→ **Work instructions**:
Report each line in the entries below that contains the word "point".

--- Begin Material for this task ---

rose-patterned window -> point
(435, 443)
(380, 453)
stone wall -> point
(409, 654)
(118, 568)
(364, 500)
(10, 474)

--- End Material for this task ---

→ **Full output**:
rose-patterned window -> point
stone wall -> point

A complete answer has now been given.